### Document text
Junior Ezimaka Ogbuli and sophomore Tyler Trouillot, both BSA members, remember logging into that initial Zoom meeting and seeing a screen full of officers in uniform. Ogbuli described the discussion as “nerve-wracking” as students voiced pain over incidents they’ve heard about and experienced — and called for changes.

The students said they were pleasantly surprised as DPS officers actively heard their concerns. They didn’t talk down to students. Instead, they listened patiently and then came back to the activists with detailed responses.

As part of the call for change, President Folt assembled a group of faculty and staff members, neighborhood residents and students to serve on its Department of Public Safety Community Advisory Board. The group hosted a series of “co-design public safety sessions” on Zoom in February to gather input about DPS’ scope, how it interacts with the public, community engagement, race and identity profiling, and best practices for campus safety.

Public input received during those listening sessions will help frame how the Community Advisory Board proposes redesigning public safety going forward, according to Ange-Marie Hancock Alfaro and Erroll Southers, two co-chairs of the Public Safety Community Advisory Board.

The board plans to deliver recommendations to Folt this spring, taking into account all that it has learned from USC’s constituent groups — from students and faculty to staff and neighbors.

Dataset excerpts
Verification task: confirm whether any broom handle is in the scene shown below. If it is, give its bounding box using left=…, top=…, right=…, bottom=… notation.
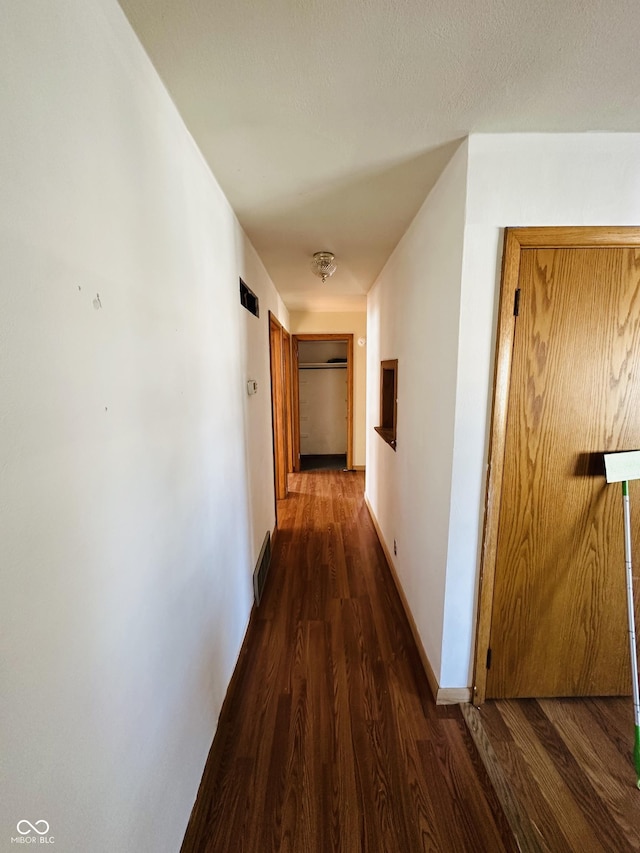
left=622, top=480, right=640, bottom=726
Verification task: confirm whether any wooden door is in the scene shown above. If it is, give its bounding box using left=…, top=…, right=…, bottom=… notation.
left=269, top=312, right=288, bottom=506
left=485, top=229, right=640, bottom=698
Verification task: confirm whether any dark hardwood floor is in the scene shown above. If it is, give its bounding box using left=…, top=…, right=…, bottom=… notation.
left=464, top=697, right=640, bottom=853
left=182, top=471, right=517, bottom=853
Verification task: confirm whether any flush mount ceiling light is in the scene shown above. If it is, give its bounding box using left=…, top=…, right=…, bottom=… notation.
left=311, top=252, right=338, bottom=284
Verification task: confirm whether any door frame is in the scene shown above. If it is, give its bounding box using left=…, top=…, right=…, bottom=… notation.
left=472, top=226, right=640, bottom=705
left=269, top=311, right=288, bottom=510
left=292, top=332, right=353, bottom=471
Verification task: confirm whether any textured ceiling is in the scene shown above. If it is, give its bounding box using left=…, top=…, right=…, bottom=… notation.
left=120, top=0, right=640, bottom=310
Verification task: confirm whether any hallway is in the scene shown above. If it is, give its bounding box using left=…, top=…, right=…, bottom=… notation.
left=182, top=471, right=516, bottom=853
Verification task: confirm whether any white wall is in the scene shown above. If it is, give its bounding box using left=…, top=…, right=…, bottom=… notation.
left=367, top=134, right=640, bottom=688
left=291, top=311, right=367, bottom=467
left=366, top=143, right=467, bottom=677
left=440, top=134, right=640, bottom=687
left=0, top=0, right=288, bottom=853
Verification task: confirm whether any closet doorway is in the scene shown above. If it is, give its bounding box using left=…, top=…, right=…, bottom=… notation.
left=293, top=333, right=353, bottom=471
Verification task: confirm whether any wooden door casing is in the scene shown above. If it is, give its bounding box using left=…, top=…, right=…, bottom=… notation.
left=269, top=312, right=288, bottom=502
left=474, top=228, right=640, bottom=703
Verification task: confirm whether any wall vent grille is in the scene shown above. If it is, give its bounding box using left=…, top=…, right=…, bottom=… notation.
left=253, top=530, right=271, bottom=606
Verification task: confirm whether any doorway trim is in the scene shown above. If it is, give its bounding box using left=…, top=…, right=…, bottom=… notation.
left=269, top=311, right=288, bottom=512
left=472, top=226, right=640, bottom=705
left=291, top=332, right=353, bottom=471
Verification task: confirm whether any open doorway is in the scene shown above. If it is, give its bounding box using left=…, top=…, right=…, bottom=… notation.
left=293, top=334, right=353, bottom=471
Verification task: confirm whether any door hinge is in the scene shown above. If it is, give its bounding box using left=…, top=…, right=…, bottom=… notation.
left=513, top=287, right=520, bottom=317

### Exercise requirements
#1 Answer these questions from the campus safety text:
(a) What did Ogbuli and Trouillot see when they logged into the initial Zoom meeting?
(b) In which month did the group host its "co-design public safety sessions"?
(c) When does the board plan to deliver its recommendations to Folt?
#2 Do these statements agree with the campus safety text? Answer yes or no for each, quoting the words that decide it.
(a) Ogbuli and Trouillot both belong to BSA.
(b) The DPS officers talked down to the students.
(c) Neighborhood residents are among those serving on the advisory board.
These lines have no connection to the campus safety text.

### Answers below
#1
(a) A screen full of officers in uniform.
(b) February.
(c) This spring.

#2
(a) Yes: "both BSA members"
(b) No: "They didn’t talk down to students."
(c) Yes: "faculty and staff members, neighborhood residents and students"